### Goal of the exercise
Copy verbatim the block of lines in the entries below whose first line contains "point: valley floor" and whose last line contains "point: snow-covered field". Leave out all other lines.

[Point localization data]
....
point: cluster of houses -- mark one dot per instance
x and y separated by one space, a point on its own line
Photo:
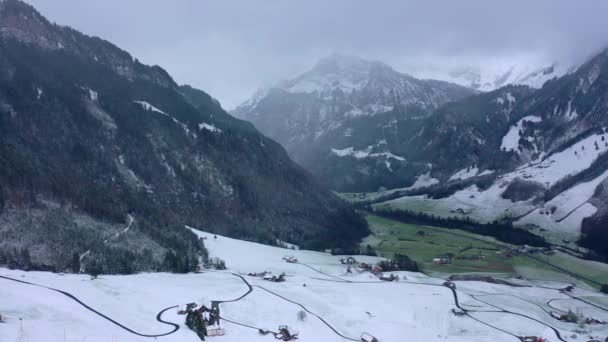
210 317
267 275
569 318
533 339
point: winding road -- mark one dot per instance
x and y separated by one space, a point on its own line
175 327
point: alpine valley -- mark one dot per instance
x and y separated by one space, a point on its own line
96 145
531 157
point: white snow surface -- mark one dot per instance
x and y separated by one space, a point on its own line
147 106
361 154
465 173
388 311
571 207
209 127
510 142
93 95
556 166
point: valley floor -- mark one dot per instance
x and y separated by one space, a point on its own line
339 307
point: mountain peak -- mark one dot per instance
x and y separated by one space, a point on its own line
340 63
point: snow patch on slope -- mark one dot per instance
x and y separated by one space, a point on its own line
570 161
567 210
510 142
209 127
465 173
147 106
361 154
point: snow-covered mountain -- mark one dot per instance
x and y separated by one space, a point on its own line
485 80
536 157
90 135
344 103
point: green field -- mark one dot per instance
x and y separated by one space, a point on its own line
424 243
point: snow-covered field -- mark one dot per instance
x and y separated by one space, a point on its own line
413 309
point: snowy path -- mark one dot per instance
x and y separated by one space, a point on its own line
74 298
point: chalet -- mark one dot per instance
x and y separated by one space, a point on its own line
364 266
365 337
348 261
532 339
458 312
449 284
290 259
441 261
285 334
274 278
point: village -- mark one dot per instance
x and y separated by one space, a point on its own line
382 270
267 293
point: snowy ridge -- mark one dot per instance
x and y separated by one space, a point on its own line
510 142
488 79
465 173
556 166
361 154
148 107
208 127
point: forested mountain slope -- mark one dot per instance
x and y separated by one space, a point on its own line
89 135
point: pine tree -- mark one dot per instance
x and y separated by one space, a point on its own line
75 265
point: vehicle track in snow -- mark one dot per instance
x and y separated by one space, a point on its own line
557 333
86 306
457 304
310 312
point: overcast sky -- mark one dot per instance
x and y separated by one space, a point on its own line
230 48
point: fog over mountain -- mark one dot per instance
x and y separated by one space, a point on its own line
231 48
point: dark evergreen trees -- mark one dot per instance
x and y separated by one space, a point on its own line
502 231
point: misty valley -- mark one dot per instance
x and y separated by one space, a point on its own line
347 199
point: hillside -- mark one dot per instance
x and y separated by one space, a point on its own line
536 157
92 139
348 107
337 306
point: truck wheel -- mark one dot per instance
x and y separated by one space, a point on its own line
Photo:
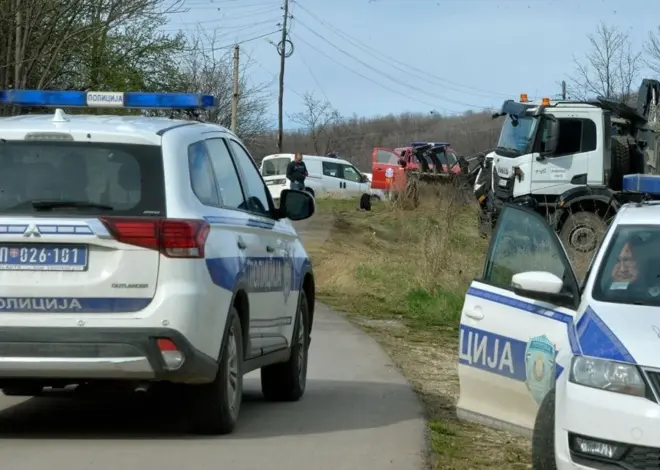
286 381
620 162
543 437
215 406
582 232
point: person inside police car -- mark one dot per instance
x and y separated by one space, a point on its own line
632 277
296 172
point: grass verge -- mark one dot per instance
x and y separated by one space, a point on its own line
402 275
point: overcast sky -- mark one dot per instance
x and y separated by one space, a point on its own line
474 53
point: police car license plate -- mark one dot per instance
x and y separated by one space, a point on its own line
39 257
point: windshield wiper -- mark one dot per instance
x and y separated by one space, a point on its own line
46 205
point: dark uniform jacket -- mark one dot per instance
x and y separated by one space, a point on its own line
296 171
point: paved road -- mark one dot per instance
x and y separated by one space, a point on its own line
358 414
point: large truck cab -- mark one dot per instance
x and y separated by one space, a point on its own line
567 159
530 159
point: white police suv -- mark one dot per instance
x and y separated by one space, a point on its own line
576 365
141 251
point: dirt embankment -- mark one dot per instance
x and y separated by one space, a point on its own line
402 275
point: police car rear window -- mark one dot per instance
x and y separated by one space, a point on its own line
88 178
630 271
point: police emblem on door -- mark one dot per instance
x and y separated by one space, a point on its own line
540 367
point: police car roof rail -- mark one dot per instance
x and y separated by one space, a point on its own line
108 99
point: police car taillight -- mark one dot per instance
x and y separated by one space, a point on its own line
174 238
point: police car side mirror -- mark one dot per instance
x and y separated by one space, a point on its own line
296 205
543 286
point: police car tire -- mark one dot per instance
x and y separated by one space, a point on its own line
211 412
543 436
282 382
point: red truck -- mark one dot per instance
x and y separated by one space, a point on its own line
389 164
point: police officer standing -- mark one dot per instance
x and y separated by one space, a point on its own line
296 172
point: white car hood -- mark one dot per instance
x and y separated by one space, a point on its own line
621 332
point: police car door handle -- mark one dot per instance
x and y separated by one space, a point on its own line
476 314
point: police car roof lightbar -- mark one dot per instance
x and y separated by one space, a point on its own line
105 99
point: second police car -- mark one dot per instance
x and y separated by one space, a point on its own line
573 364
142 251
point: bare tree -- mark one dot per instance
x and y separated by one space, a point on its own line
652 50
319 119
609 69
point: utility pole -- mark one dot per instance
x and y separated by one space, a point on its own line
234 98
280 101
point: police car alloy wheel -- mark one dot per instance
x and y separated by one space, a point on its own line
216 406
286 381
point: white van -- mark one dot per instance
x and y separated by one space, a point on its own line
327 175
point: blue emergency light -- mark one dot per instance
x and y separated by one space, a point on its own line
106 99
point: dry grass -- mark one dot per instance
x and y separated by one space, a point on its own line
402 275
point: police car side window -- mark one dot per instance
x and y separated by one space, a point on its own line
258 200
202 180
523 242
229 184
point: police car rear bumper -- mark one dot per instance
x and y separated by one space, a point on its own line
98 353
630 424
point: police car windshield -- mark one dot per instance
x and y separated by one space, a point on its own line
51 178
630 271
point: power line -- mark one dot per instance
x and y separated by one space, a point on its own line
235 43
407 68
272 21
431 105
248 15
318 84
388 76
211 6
....
### Exercise response
point: valley floor -- mark one dot per instance
x and y separated by one space, a point on its own line
339 307
point: mountain peak -- mark one dot per instance
x and y separated by one space, a point on its own line
340 63
point: snow patch on slope -- mark one dot per instance
x and y separated by one space, a point on its own line
570 161
567 210
510 142
209 127
465 173
147 106
361 154
point: snow-covered mountain -- mark one dot per instance
x and y separated by one space, a point on its own line
485 80
536 157
90 135
344 103
point: green field -- mark one dot per instance
x and y separated by one space, a point on its own line
424 243
point: snow-covered field -- mark one dot per instance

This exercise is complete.